Prompt:
Give every entry again, exactly as it stands.

*** Begin section ***

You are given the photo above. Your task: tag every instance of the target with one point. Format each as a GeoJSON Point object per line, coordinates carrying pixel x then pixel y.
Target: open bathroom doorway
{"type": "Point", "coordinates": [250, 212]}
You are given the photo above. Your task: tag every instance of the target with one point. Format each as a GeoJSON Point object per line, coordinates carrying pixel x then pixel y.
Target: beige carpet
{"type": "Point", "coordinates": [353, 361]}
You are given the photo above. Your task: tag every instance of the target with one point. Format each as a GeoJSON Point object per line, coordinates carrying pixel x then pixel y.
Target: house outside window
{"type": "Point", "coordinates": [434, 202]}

*** End section ***

Result of this task:
You are given the photo above. Your task: tag every instance of the target with one point. Format each as a GeoJSON Point object per line, coordinates carrying pixel x then pixel y.
Target: open bathroom doorway
{"type": "Point", "coordinates": [250, 212]}
You are given the photo above. Your task: tag every instance of the target with one point. Format each as a GeoJSON Point object per line, coordinates carrying pixel x then pixel y.
Target: beige carpet
{"type": "Point", "coordinates": [353, 361]}
You are given the photo above. Your task: tag every instance of the target with one point. Format each as a GeoJSON Point object per line, coordinates carrying pixel x then pixel y.
Target: house outside window
{"type": "Point", "coordinates": [434, 202]}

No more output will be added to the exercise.